=== Begin Enclosure ===

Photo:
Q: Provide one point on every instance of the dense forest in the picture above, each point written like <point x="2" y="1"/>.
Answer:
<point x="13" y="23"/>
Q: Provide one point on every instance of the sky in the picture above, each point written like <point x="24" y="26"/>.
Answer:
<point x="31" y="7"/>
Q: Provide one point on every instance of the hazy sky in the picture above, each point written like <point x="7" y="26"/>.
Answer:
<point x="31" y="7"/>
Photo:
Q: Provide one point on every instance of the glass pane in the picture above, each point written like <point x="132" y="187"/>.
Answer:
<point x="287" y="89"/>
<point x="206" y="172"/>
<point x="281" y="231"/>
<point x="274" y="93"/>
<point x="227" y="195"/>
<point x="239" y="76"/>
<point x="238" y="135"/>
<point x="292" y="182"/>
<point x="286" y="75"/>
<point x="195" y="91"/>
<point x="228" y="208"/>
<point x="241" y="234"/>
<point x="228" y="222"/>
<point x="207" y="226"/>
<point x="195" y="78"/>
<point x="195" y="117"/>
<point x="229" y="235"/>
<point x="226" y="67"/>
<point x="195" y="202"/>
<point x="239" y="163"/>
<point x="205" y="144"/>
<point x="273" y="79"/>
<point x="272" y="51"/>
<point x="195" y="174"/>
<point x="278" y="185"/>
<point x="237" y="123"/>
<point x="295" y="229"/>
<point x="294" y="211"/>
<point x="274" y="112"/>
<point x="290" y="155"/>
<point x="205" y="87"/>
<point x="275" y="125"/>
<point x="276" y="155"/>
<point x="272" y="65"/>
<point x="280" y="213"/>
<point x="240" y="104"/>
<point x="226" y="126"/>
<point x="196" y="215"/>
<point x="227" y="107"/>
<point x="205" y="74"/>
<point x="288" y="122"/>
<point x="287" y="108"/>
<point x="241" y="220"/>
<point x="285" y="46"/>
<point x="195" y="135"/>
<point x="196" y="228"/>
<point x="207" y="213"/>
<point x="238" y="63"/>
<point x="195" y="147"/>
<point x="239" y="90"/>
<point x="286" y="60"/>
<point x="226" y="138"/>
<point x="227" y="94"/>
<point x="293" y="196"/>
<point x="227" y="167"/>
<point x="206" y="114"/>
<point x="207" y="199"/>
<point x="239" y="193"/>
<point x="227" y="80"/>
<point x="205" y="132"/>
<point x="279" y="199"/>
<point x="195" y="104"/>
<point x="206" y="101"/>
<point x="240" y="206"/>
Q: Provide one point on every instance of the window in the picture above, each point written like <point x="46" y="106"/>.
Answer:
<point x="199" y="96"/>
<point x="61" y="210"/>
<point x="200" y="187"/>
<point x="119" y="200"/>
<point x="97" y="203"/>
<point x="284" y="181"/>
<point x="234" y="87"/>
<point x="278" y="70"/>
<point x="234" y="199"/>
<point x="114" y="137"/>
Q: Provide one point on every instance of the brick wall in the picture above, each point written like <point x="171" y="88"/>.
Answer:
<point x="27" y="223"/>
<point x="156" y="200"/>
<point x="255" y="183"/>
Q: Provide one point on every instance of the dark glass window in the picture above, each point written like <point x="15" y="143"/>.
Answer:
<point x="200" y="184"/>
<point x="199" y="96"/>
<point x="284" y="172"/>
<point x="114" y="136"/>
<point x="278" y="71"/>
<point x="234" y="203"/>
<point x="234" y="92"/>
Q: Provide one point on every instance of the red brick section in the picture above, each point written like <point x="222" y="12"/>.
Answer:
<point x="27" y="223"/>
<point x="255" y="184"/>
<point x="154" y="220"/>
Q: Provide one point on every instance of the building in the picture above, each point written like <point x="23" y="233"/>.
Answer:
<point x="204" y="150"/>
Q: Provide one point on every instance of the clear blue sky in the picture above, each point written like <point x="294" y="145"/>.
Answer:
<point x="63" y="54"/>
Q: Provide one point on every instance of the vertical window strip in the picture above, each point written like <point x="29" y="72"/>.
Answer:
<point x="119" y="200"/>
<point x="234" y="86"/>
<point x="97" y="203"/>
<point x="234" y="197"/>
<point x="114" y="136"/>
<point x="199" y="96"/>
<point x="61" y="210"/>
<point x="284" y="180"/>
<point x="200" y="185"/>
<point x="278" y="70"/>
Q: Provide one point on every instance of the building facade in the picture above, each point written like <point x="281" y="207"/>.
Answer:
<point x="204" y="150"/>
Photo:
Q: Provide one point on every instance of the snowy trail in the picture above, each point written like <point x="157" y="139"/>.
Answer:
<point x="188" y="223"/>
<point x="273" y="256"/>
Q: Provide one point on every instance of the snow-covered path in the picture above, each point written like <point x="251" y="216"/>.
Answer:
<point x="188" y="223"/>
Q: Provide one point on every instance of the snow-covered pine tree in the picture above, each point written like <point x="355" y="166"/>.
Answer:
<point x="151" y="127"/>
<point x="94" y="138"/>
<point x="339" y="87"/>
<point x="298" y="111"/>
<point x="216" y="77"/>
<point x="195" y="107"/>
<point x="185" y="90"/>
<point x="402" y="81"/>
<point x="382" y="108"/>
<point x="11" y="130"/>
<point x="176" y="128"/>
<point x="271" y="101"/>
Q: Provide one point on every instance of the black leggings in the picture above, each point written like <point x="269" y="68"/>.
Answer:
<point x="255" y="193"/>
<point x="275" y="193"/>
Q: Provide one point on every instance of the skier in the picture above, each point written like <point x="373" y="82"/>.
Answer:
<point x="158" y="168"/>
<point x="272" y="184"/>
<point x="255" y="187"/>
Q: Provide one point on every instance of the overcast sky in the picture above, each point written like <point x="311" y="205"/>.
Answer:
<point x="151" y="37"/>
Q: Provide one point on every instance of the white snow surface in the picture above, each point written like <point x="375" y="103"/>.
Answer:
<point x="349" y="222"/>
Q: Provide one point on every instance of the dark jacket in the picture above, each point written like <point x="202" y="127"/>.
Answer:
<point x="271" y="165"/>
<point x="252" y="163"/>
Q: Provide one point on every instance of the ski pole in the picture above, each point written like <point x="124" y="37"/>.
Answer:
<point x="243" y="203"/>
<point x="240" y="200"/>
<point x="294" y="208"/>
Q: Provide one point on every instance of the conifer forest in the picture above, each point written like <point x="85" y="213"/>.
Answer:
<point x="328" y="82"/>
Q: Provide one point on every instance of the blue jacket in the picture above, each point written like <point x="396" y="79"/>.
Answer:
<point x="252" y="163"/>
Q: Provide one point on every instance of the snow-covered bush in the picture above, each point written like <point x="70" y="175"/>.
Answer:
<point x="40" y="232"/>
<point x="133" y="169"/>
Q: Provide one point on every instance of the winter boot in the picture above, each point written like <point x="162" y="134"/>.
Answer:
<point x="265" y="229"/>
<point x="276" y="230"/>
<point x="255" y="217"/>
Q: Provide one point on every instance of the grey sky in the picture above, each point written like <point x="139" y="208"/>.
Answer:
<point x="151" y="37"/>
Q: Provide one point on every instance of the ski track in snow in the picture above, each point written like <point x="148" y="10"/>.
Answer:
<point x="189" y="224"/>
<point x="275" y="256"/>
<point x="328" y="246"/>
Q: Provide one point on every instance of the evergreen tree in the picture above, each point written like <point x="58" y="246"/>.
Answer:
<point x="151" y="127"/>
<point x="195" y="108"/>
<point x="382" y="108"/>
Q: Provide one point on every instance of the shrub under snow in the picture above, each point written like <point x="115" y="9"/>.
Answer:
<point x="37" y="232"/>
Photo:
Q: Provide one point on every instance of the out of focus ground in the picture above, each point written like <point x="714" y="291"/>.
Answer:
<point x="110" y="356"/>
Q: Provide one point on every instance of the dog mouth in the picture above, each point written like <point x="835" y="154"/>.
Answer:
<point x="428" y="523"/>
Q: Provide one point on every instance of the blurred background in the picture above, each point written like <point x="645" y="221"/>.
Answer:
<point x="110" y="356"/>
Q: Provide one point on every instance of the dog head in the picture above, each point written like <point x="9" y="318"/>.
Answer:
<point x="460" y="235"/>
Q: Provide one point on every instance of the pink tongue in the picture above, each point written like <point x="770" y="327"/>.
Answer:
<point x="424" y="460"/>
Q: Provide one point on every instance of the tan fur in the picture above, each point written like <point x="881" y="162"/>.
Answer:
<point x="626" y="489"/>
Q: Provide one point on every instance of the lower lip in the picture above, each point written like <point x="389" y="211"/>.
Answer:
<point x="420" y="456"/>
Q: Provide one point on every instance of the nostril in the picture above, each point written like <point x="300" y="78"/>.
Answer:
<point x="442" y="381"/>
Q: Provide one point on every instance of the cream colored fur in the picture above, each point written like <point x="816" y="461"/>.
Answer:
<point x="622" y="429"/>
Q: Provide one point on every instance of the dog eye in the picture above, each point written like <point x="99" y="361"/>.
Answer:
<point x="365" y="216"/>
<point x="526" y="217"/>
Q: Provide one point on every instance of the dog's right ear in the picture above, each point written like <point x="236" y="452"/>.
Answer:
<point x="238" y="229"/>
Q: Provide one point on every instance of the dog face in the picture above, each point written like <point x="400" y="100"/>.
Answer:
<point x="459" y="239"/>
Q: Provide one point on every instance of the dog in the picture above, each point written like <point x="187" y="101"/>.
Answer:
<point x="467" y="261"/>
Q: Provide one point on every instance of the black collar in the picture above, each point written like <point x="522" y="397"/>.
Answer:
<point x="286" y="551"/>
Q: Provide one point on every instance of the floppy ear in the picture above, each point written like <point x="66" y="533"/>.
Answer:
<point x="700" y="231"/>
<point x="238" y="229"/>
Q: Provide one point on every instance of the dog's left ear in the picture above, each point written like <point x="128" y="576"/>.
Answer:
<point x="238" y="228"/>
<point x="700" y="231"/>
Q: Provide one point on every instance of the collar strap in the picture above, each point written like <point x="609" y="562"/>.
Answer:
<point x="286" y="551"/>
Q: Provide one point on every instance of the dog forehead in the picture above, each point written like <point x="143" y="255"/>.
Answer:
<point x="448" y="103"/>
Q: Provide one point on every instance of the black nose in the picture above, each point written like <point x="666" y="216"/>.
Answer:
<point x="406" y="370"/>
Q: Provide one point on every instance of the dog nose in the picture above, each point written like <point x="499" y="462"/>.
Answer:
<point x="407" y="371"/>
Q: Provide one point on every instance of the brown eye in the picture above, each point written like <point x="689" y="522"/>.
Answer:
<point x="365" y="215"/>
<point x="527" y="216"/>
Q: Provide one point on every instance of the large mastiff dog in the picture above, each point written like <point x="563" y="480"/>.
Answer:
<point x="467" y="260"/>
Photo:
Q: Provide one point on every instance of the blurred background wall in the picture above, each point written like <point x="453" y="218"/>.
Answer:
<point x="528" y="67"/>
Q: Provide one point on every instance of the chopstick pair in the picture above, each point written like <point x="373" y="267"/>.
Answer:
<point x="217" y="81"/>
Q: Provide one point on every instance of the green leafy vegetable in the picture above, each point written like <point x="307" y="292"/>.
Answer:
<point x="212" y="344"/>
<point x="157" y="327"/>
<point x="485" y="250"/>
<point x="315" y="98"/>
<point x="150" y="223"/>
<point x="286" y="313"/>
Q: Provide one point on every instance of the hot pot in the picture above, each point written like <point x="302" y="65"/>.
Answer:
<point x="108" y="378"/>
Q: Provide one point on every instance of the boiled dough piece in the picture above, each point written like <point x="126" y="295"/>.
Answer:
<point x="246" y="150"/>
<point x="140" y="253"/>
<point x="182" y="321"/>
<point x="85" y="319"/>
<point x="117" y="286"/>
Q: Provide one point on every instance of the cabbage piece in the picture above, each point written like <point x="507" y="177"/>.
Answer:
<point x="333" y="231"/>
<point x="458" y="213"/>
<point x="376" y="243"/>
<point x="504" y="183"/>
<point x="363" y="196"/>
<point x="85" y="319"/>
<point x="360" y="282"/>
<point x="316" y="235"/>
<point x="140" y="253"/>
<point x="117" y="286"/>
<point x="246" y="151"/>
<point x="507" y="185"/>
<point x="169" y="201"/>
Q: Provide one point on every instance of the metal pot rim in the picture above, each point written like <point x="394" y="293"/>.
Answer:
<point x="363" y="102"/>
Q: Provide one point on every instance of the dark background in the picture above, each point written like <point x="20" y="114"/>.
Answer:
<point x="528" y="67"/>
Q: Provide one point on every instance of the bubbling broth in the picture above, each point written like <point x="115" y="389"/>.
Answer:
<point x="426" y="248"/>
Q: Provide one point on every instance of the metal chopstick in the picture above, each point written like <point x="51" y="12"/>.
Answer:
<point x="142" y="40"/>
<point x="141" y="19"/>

=== End Enclosure ===

EXERCISE
Print only what lies in the material above starting at the line with "Q: Provide one point on every instance of the dog in" and ending at the line with "Q: Provide one point on every instance of the floppy", every line exactly as given.

RESPONSE BELOW
Q: Provide one point on every instance of the dog in the picture above, each point written like <point x="187" y="101"/>.
Answer:
<point x="467" y="261"/>
Q: Provide one point on every instance of the black collar in the picture above, each point written like <point x="522" y="397"/>.
Answer:
<point x="286" y="551"/>
Q: Provide one point on every instance of the floppy ear in the picture above, each point written like <point x="66" y="533"/>.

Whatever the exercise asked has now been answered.